> **Stored data**:
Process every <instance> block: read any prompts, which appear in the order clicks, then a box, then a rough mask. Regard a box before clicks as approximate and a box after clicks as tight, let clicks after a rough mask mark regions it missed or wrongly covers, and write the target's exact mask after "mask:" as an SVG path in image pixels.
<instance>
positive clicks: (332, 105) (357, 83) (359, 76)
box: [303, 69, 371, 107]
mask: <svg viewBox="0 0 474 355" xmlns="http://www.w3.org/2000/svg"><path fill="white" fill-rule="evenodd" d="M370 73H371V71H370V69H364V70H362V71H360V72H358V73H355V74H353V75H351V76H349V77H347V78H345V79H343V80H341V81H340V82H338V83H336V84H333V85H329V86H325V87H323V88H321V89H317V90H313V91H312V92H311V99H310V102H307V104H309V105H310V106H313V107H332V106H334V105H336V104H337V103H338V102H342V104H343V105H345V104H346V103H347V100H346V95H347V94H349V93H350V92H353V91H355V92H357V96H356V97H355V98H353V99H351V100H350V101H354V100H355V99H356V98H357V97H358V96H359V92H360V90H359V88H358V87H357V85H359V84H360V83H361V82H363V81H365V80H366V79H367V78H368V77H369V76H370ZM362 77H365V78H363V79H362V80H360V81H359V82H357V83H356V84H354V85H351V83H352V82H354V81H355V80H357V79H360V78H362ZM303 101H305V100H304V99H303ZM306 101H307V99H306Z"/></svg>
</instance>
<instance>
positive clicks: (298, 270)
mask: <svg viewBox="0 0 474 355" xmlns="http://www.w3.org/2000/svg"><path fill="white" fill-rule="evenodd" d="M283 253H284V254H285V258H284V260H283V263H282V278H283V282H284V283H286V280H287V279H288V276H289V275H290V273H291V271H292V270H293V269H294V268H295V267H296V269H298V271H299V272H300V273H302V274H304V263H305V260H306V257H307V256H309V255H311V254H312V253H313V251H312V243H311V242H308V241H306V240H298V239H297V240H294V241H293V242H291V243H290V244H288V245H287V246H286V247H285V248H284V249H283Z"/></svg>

==

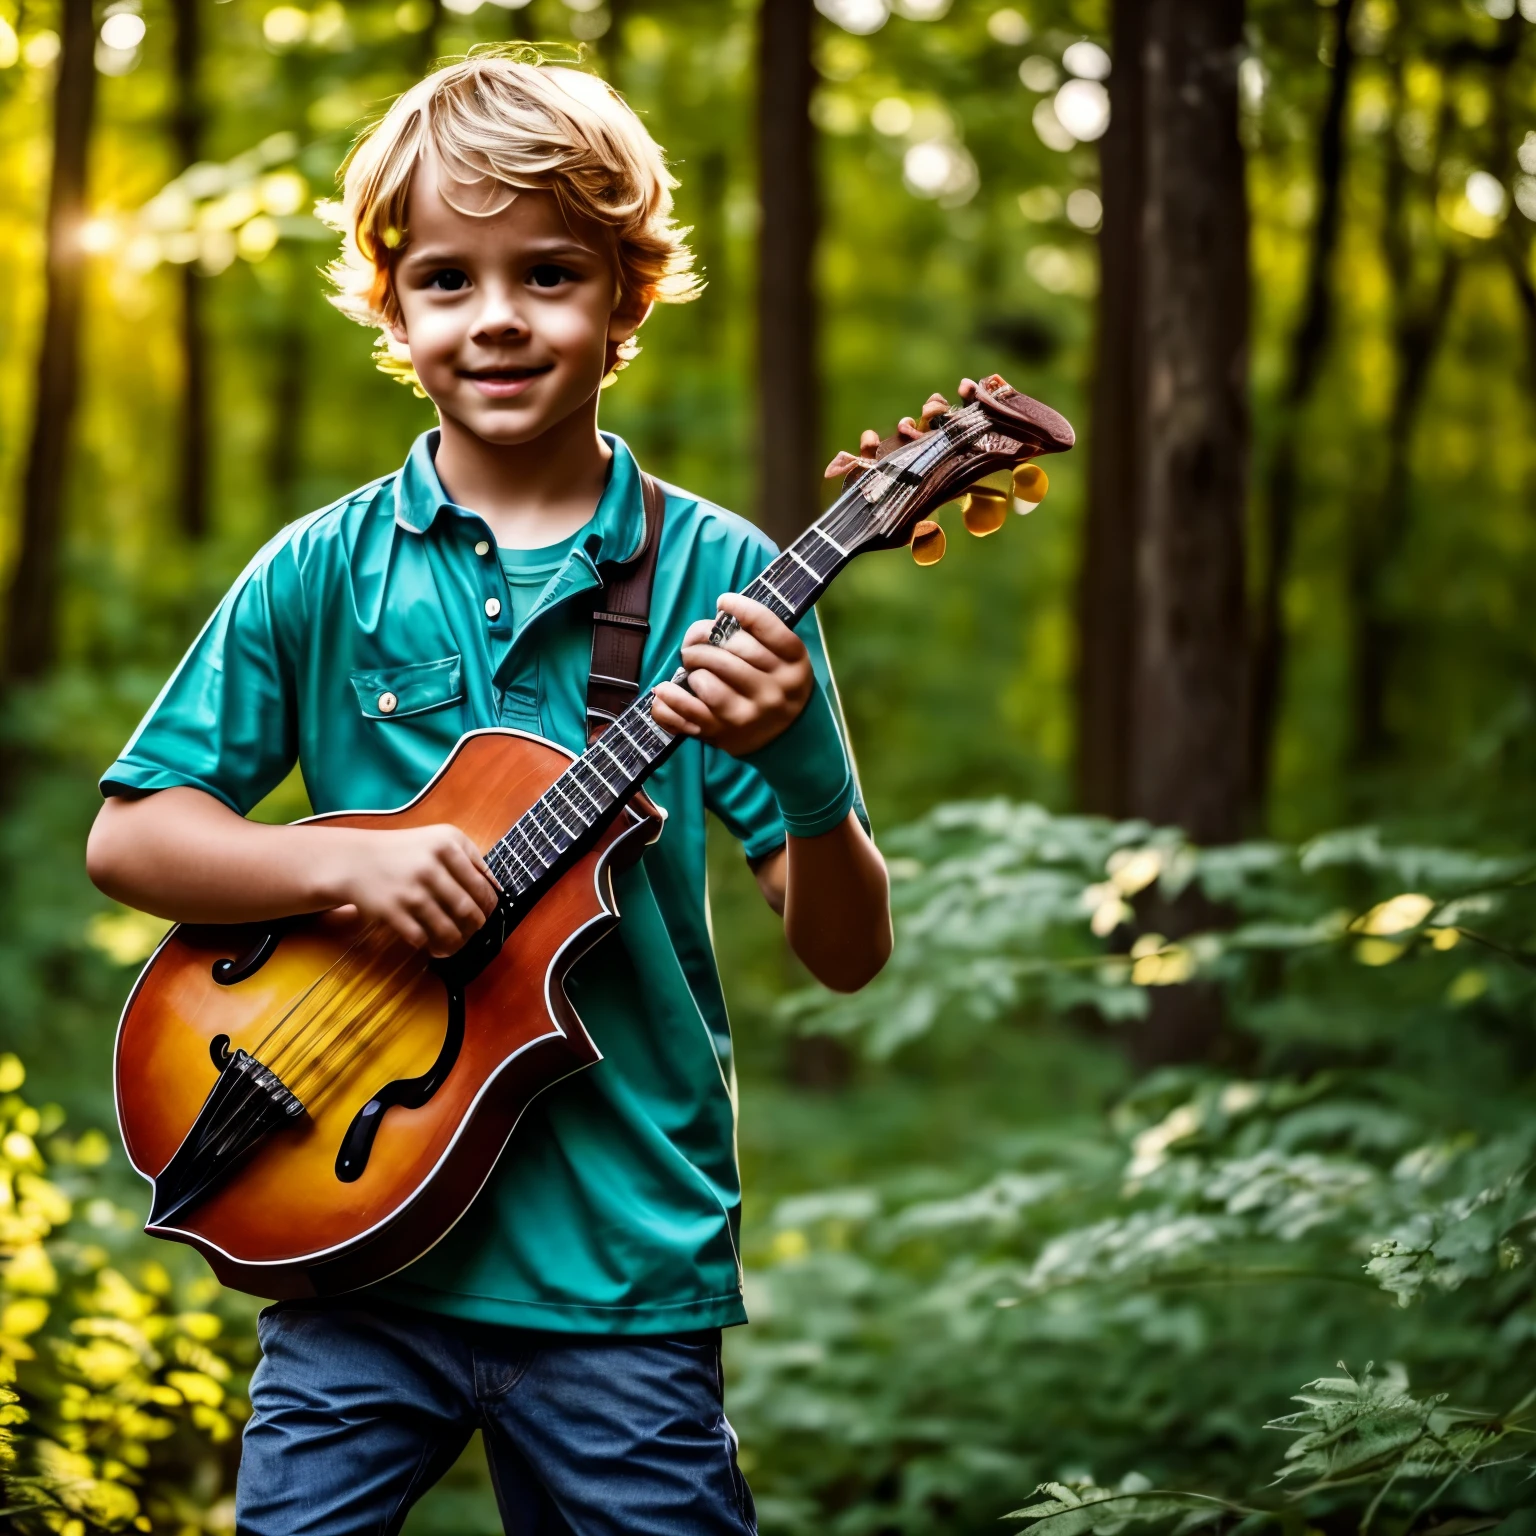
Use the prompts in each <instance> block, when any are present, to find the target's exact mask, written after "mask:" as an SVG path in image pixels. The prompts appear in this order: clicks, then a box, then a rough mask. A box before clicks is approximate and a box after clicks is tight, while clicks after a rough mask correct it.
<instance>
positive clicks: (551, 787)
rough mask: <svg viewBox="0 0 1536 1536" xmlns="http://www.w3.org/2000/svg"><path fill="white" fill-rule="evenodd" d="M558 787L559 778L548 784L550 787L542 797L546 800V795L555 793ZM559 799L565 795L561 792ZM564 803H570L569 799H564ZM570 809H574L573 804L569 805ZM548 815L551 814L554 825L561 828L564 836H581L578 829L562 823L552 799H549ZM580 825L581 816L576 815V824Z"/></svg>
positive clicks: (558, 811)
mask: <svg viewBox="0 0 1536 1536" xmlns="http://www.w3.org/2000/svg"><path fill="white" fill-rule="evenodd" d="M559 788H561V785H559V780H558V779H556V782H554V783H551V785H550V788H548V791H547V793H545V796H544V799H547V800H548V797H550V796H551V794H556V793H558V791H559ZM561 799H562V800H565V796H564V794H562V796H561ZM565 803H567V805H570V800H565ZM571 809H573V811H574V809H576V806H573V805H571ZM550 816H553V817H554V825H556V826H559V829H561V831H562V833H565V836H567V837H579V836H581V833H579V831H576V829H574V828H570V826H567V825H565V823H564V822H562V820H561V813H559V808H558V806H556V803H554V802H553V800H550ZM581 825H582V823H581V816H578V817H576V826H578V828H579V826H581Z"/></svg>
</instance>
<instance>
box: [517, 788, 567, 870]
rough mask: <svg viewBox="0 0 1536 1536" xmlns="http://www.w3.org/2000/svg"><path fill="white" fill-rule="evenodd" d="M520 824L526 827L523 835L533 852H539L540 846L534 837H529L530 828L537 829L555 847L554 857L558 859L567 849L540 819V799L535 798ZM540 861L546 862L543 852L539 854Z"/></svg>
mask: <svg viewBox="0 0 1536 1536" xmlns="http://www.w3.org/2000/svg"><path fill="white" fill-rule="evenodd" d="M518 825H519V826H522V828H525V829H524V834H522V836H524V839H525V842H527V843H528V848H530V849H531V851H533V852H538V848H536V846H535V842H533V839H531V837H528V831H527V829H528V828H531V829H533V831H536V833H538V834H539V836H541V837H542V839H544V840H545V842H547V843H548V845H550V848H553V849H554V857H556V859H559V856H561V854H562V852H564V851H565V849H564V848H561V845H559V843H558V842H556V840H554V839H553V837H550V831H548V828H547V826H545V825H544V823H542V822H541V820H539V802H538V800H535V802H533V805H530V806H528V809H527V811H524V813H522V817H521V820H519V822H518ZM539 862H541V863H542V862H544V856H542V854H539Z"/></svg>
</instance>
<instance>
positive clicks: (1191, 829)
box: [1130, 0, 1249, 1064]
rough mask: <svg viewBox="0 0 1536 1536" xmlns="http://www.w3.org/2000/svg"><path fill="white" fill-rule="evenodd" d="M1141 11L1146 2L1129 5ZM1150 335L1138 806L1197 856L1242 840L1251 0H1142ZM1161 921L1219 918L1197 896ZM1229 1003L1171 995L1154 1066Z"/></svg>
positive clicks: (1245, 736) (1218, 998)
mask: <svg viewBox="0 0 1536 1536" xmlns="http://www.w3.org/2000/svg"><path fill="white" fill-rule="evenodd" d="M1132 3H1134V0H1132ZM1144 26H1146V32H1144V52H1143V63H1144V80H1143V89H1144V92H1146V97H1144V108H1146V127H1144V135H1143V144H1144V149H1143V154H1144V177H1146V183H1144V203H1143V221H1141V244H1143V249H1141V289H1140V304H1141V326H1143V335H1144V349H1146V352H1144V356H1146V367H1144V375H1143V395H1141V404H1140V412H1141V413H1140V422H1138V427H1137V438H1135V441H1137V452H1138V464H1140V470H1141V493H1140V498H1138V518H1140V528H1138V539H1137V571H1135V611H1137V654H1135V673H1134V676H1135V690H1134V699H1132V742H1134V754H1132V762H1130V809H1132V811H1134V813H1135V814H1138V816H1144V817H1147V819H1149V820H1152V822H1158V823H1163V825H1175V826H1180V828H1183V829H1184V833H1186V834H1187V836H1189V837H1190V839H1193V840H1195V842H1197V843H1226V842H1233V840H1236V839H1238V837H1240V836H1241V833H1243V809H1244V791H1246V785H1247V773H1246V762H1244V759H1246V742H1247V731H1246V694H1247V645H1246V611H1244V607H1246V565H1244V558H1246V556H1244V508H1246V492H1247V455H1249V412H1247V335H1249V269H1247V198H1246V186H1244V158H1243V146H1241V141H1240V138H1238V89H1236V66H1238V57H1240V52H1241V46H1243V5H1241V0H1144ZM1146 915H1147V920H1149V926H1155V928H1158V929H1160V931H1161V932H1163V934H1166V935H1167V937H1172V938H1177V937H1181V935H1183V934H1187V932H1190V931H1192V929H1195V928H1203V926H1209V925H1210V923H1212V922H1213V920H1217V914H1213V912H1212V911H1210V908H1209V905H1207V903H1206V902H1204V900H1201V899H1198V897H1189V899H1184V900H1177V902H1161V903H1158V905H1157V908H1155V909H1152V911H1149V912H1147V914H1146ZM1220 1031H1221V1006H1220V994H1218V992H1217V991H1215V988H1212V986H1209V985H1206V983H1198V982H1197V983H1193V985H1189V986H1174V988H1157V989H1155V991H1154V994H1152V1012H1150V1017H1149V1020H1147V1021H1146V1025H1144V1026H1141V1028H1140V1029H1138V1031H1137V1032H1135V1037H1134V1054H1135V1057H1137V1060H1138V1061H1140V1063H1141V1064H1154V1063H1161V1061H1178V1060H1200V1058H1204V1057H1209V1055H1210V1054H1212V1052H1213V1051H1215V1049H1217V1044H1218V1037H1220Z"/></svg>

> **EXERCISE GOAL**:
Could you repeat exactly the lines above from the line with "Process every <instance>" up to and including the line with "positive clicks: (332, 105)", and only those?

> **TASK RESPONSE**:
Process every <instance> block: read any prompts, which appear in the order clicks, then a box, then a rough mask. Regard a box before clicks as approximate and a box after clicks as tight, let clicks after a rough mask mark regions it missed or wrongly covers, and write the target's exact mask after "mask:" as an SVG path in image pixels.
<instance>
positive clicks: (332, 105) (357, 83) (359, 76)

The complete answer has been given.